** start of THE RECORDS **
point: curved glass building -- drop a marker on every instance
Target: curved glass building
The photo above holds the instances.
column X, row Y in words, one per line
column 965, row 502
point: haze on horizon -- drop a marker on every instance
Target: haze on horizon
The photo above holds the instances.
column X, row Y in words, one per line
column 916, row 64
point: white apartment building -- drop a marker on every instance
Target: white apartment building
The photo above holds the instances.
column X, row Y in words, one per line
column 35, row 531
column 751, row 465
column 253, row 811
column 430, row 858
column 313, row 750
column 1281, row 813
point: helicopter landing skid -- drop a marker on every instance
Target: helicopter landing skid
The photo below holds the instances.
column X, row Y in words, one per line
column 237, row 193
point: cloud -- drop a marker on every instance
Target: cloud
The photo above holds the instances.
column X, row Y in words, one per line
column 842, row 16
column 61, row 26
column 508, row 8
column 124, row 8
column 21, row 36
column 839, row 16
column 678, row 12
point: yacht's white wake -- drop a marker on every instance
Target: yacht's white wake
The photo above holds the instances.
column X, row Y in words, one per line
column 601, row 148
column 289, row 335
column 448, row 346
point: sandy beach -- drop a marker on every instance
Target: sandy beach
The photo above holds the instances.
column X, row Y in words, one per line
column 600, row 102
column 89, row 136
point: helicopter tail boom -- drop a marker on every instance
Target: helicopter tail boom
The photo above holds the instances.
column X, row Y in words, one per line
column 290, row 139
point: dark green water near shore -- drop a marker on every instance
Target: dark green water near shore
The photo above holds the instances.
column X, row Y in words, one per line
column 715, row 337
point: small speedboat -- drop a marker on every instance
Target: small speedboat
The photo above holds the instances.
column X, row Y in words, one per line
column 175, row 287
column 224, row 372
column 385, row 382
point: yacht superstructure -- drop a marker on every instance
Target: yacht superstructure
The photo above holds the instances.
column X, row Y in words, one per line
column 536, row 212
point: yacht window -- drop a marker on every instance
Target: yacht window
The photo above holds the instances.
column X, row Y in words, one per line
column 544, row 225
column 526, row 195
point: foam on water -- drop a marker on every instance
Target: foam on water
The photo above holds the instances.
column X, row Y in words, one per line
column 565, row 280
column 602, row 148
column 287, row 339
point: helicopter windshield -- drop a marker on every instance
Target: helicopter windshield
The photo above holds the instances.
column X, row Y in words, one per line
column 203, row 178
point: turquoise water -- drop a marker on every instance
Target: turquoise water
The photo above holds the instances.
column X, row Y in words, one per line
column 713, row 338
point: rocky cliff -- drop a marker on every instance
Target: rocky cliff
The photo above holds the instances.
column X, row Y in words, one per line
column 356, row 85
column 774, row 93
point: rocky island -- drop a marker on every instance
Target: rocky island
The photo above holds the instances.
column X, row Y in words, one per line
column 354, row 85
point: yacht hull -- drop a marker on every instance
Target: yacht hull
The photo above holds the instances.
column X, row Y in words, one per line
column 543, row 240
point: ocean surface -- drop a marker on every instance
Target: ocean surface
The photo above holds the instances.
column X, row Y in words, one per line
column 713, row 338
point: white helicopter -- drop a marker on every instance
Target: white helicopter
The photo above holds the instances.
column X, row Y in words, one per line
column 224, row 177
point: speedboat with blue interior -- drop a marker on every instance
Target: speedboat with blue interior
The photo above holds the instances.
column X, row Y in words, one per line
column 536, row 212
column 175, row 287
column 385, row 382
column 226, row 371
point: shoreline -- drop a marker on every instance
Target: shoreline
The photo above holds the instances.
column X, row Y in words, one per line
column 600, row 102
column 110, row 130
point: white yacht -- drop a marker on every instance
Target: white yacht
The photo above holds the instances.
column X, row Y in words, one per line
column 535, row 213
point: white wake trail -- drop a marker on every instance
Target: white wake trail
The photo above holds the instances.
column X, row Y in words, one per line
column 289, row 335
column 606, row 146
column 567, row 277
** end of THE RECORDS **
# WRITTEN INSTRUCTION:
Return every one of the entries above verbatim, reproducing each line without any change.

# WRITTEN ANSWER:
point: curved glass building -- drop a marker on every instance
Target: curved glass building
The photo above holds the instances.
column X, row Y in words, one per line
column 965, row 502
point: haze on horizon -- drop a marker on every instance
Target: haze on horizon
The photo above holds the instances.
column X, row Y in words, one per line
column 916, row 64
point: white apartment building -- drop a marker on every instance
Target: white apartment building
The photo above holds the instances.
column X, row Y in words, one per line
column 35, row 531
column 751, row 465
column 253, row 811
column 430, row 858
column 313, row 750
column 1281, row 813
point: helicopter landing skid -- drop a marker on every instance
Target: helicopter landing skid
The photo below holds the instances.
column X, row Y in words, one per line
column 237, row 193
point: cloud -- drop a marker on every instance
Target: cloud
The photo above holds the instances.
column X, row Y in words, one per line
column 842, row 16
column 61, row 26
column 508, row 8
column 124, row 8
column 21, row 36
column 839, row 16
column 678, row 12
point: yacht's white wake -- drop a marker on every instance
Target: yacht's white wake
The photo above holds the instances.
column X, row Y in words, one per line
column 601, row 148
column 289, row 335
column 448, row 346
point: sandy beach -- drop a marker on every instance
Target: sandy beach
The photo above holds the instances.
column X, row Y in words, one per line
column 600, row 102
column 89, row 136
point: helicopter tail boom -- drop a marker on every instance
Target: helicopter tail boom
The photo above holds the instances.
column X, row Y in words, one per line
column 290, row 139
point: dark green water near shore -- drop a marker on every instance
Target: dark green water near shore
The photo above holds the instances.
column X, row Y in words, one per line
column 715, row 337
point: small speedboat -- drop a marker on every instance
Target: small speedboat
The photo above holds the instances.
column X, row Y in words, one per line
column 175, row 287
column 224, row 372
column 385, row 382
point: yacht superstructure -- drop a marker on every instance
Target: yacht superstructure
The photo above holds the instances.
column X, row Y in words, one per line
column 536, row 212
point: yacht window -- drop a marker on every instance
Target: yacht window
The photo above holds the instances.
column X, row Y in words, one per line
column 544, row 225
column 526, row 195
point: foam on water -- drop a marker on every instance
Target: foam on water
The photo above holds the instances.
column X, row Y in words, one per line
column 565, row 280
column 602, row 148
column 287, row 339
point: helicopter windshield -- drop a marker on every instance
Target: helicopter windshield
The photo above holds the instances.
column X, row Y in words, one per line
column 203, row 178
point: turquoise water -- drop a marker on every instance
Target: turquoise water
The photo above holds the instances.
column X, row Y in words, one per line
column 713, row 338
point: rocky cliff -- drop a marker on every instance
Target: rocky cliff
The photo above holds the instances.
column X, row Y in words, one per line
column 356, row 85
column 774, row 93
point: rocky island -- drop a marker on every instance
Target: rocky island
The photo above holds the instances.
column X, row Y in words, one per line
column 354, row 85
point: yacht hull -- drop a marker on every instance
Target: yacht hull
The photo above holds the instances.
column X, row Y in words, one per line
column 543, row 240
point: ocean surface -- drop a marker on every instance
Target: ocean surface
The photo above holds the instances.
column X, row Y in words, one per line
column 713, row 338
point: white helicopter -- drop a marker on every instance
Target: white helicopter
The photo above holds the instances.
column X, row Y in words, one per line
column 224, row 177
point: speedboat with blue interior -- drop a marker on every instance
Target: speedboat with blue interior
The photo above holds the instances.
column X, row Y in words, one per line
column 536, row 212
column 175, row 287
column 385, row 382
column 226, row 371
point: shoreline -- drop a marker on every instance
Target: shoreline
The photo above holds the instances.
column X, row Y in words, one per line
column 600, row 102
column 110, row 130
point: white yacht -- drop a marker on every instance
Target: white yacht
The photo above holds the instances.
column X, row Y in words, one per line
column 535, row 213
point: white wake trail -- drop a marker on every instance
Target: white wake trail
The photo above holds the instances.
column X, row Y in words, one per line
column 289, row 335
column 606, row 146
column 567, row 277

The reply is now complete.